• Exercise: From the line containing "pedestal? Give me the box." to the last line of the listing below, repeat every line exactly, and output nothing else.

• Task input:
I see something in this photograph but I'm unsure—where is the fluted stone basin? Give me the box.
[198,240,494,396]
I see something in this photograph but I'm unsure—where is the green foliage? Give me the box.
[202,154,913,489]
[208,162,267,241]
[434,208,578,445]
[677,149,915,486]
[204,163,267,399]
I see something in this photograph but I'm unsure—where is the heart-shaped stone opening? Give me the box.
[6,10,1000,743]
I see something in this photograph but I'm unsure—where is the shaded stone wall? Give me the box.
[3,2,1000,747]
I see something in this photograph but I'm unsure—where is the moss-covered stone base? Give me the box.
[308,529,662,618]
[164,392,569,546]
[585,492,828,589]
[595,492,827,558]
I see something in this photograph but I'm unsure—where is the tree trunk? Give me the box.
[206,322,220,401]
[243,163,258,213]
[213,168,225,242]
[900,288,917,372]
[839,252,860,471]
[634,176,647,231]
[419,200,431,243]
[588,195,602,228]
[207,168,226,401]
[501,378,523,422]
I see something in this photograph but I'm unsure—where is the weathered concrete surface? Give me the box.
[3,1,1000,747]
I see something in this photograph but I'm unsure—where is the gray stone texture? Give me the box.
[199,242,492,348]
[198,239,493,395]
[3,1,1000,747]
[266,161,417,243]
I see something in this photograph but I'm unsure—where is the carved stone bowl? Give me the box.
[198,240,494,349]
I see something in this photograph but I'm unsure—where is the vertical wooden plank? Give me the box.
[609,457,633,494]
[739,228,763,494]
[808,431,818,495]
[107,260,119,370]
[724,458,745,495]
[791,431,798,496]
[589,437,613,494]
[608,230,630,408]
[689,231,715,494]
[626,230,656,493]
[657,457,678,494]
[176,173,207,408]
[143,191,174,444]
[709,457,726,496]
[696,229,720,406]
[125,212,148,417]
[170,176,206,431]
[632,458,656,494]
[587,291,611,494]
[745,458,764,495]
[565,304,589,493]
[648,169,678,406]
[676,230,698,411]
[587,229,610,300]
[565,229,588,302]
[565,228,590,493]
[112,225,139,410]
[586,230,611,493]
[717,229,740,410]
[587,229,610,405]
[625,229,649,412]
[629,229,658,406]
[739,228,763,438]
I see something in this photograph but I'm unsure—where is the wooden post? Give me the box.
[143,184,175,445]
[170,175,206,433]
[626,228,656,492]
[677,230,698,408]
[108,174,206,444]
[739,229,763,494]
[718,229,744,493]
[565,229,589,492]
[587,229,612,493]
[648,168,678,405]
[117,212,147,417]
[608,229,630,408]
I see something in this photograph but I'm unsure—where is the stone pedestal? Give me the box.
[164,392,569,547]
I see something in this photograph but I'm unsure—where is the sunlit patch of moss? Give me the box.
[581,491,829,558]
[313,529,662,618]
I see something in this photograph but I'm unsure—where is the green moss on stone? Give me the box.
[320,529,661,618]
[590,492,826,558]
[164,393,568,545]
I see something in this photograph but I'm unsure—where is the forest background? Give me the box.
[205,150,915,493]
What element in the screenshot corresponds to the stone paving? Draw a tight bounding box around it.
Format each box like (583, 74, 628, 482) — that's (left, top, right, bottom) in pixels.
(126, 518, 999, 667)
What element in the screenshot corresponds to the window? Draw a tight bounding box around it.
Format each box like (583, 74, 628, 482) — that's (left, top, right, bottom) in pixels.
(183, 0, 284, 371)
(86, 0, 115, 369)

• Result of the exercise:
I see something in this photograph but I'm unsure—where is the stone pedestal? Give me the box.
[164,392,569,547]
I see something in this photograph but I'm unsure—where is the sunlit patch of moss? Give me the box.
[581,491,829,558]
[313,529,662,618]
I see something in this photograph but I'm unsure—where is the green moss on stone? Give me the box.
[320,529,661,618]
[590,492,826,558]
[164,393,568,545]
I see something in this photograph but I'm unsure—where is the forest background? Give me the box.
[205,150,915,493]
What element in the screenshot corresponds to the stone paving? Draw a tight bounding box around it.
Format each box like (583, 74, 628, 482) — that's (left, top, right, bottom) in pixels.
(126, 518, 999, 667)
What element in the screenshot corresponds to the window? Draw a tight bounding box around it.
Format each box like (583, 74, 628, 482) — that's (left, top, right, bottom) in pixels.
(183, 0, 284, 371)
(86, 0, 115, 369)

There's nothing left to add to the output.